SET OF TASKS:
(1) Answer these questions about the patch review:
(a) Who posted the reply?
(b) Which file does the diff change?
(c) Which function does the review say is never called when mm_state->seq equals max_seq?
(2) Summarize the patch review in two sentences.
(3) Write the next part of the patch review, picking up after its final sentence.

DOCUMENT EXTRACT:
☆ ☆ ☆ ☆

Re: [PATCH v3 26/30] mm: vmscan: prepare for reparenting MGLRU folios

Posted by Shakeel Butt 3 weeks, 2 days ago

I asked AI to review this patch and it find following potential issues:

Author: Qi Zheng <zhengqi.arch@bytedance.com>

mm: vmscan: prepare for reparenting MGLRU folios

This commit adds infrastructure for reparenting MGLRU folios from dying
memcg to parent memcg, including functions to ensure parent has MAX_NR_GENS
generations before reparenting.

Link: https://lkml.kernel.org/r/92e0728fed3d68855173352416cf8077670610f0.1768389889.git.zhengqi.arch@bytedance.com

> diff --git a/mm/vmscan.c b/mm/vmscan.c
> index f1a45c94c2fc..284292653d14 100644
> --- a/mm/vmscan.c
> +++ b/mm/vmscan.c

[ ... ]

> +static void try_to_inc_max_seq_nowalk(struct mem_cgroup *memcg,
> +				      struct lruvec *lruvec)
> +{
> +	struct lru_gen_mm_list *mm_list = get_mm_list(memcg);
> +	struct lru_gen_mm_state *mm_state = get_mm_state(lruvec);
> +	int swappiness = mem_cgroup_swappiness(memcg);
> +	DEFINE_MAX_SEQ(lruvec);
> +	bool success = false;
> +
> +	/*
> +	 * We are not iterating the mm_list here, updating mm_state->seq is just
> +	 * to make mm walkers work properly.
> +	 */
> +	if (mm_state) {
> +		spin_lock(&mm_list->lock);
> +		VM_WARN_ON_ONCE(mm_state->seq + 1 < max_seq);
> +		if (max_seq > mm_state->seq) {
                    ^^^^^^^^^^^^^^^^^^^^^^^^^^^^

When mm_state->seq equals max_seq (which can happen when mm walkers have
completed their iteration), this condition is false, success remains false,
and inc_max_seq() is never called.

☆ ☆ ☆ ☆

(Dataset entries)
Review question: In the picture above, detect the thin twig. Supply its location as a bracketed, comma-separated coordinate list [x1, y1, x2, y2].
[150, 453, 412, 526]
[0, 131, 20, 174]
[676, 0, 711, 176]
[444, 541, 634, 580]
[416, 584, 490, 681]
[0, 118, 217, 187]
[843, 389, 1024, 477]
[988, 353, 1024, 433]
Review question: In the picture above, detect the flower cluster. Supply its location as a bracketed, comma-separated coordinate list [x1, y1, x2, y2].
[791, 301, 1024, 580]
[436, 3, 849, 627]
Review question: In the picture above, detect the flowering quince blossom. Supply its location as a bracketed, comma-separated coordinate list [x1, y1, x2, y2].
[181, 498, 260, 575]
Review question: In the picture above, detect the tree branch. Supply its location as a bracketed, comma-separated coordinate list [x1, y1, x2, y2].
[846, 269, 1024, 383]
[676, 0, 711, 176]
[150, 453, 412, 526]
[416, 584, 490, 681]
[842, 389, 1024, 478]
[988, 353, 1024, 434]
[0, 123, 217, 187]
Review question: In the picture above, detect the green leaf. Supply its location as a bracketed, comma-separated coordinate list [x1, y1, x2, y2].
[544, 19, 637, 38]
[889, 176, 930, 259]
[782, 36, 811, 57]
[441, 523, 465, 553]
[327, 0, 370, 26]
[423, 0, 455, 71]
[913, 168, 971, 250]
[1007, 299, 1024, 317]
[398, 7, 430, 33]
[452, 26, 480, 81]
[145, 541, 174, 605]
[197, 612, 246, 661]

☆ ☆ ☆ ☆

RESPONSES PER TASK:
(1)
(a) Shakeel Butt
(b) mm/vmscan.c
(c) inc_max_seq()

(2) In a reply to a patch that adds infrastructure for reparenting MGLRU folios from a dying memcg to its parent memcg, Shakeel Butt passes along potential issues found in a review of the change to mm/vmscan.c. One flagged issue is in try_to_inc_max_seq_nowalk(): when mm_state->seq equals max_seq, the check "max_seq > mm_state->seq" is false, so success stays false and inc_max_seq() is never called.

(3)
The caller max_lru_gen_memcg() loops with:

    while (get_nr_gens(lruvec, type) < MAX_NR_GENS) {
        try_to_inc_max_seq_nowalk(memcg, lruvec);
        cond_resched();
    }

If try_to_inc_max_seq_nowalk() fails to increment max_seq, get_nr_gens()
returns the same value, and the while loop continues indefinitely.

Can this cause an infinite loop during memcg offline when mm_state->seq has
caught up to max_seq?

Suggested fix: Remove the success variable and always call inc_max_seq().
The mm_state->seq update is only for coordination with mm walkers - it should
not gate whether we increment the generation. inc_max_seq() has its own
staleness check (seq < READ_ONCE(lrugen->max_seq)) so calling it unconditionally
is safe:

    if (mm_state) {
        spin_lock(&mm_list->lock);
        VM_WARN_ON_ONCE(mm_state->seq + 1 < max_seq);
        if (max_seq > mm_state->seq)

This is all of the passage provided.